§ **EXERCISE PASSAGE**:
▬▬▬▬▬▬▬▬▬▬

Research into hay fever and temperature of the nose rises helps determine how reliable and effective anti-allergic agents are

In an attack of hay fever, the temperature of the nose rises. Effective medication prevents this too. An infrared camera provides non-contact images of the changes. Researchers can use these images to determine how reliable and effective anti-allergic agents are.

When summer comes, it brings with it severe sneezing attacks and itching eyes. People who suffer from hay fever can tell you all about how sometimes a pack of tissues does not even last long enough for a short Sunday stroll. The alternatives are to sit at home with all the windows tightly shut or to inhibit the body’s allergic reaction by using medication. There is a range of drops, tablets and sprays available, and new types of medication are being tested. Research scientists at the Fraunhofer Institute for Toxicology and Experimental Medicine ITEM in Hanover are working on an elegant method for testing the effect of anti-allergic agents.

▬▬▬▬▬▬▬▬▬▬

§ **WHAT TO WORK ON**:
#1 Translate this sentence from the hay fever passage into Spanish: "An infrared camera provides non-contact images of the changes."
#2 Carry on the hay fever passage, picking up right after its final sentence.

§ **SOURCE DATA**:
▬▬▬▬▬▬▬▬▬▬

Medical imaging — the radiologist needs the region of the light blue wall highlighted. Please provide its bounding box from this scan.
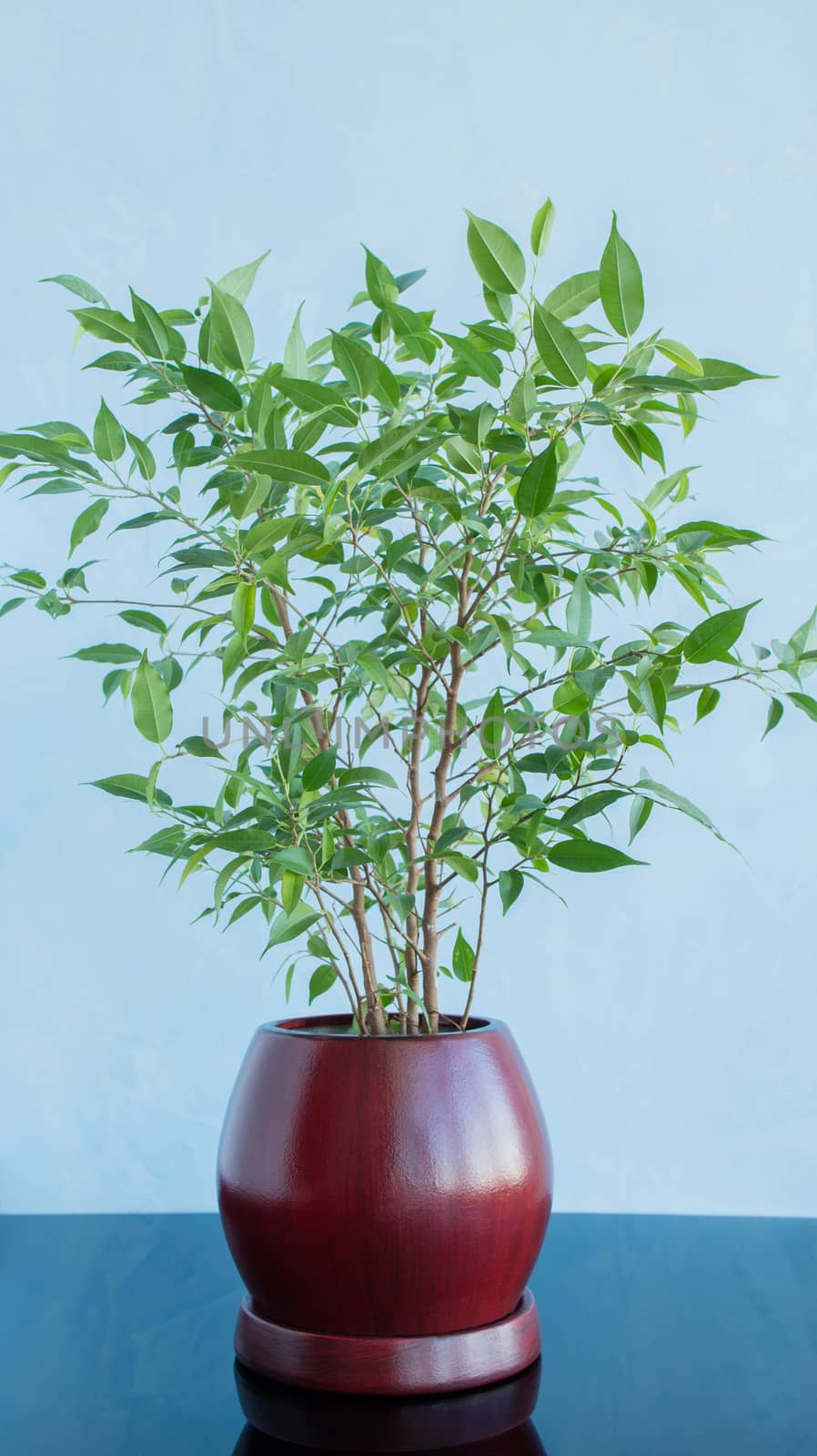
[0,0,817,1214]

▬▬▬▬▬▬▬▬▬▬

§ **RESPONSES PER TASK**:
#1 Una cámara infrarroja proporciona imágenes sin contacto de los cambios.

#2
The temperature of the nose is an indicator of hay fever and its effective treatment. Pollen and other allergens such as airborne house dust affect allergy sufferers in that the body’s own messenger substance histamine is excessively and often suddenly released. The tissue hormone dilates the blood vessels in the nasal mucous membrane. “The flow of blood through the nose increases and as a result radiates more heat,” explains Michael Larbig, head of the ITEM test laboratory. “We register this using an infrared camera.” A software system translates the microchip signals into images whose color graduations reflect the temperature of the skin. If a hay fever remedy works, the color shift is less pronounced than otherwise. This phenomenon can be observed non-invasively and very sensitively for hours on end by means of thermography. Because this system is contactless, it can replace or supplement other methods in which, for example, secretions have to be weighed or the flow of air through the nose has to be measured.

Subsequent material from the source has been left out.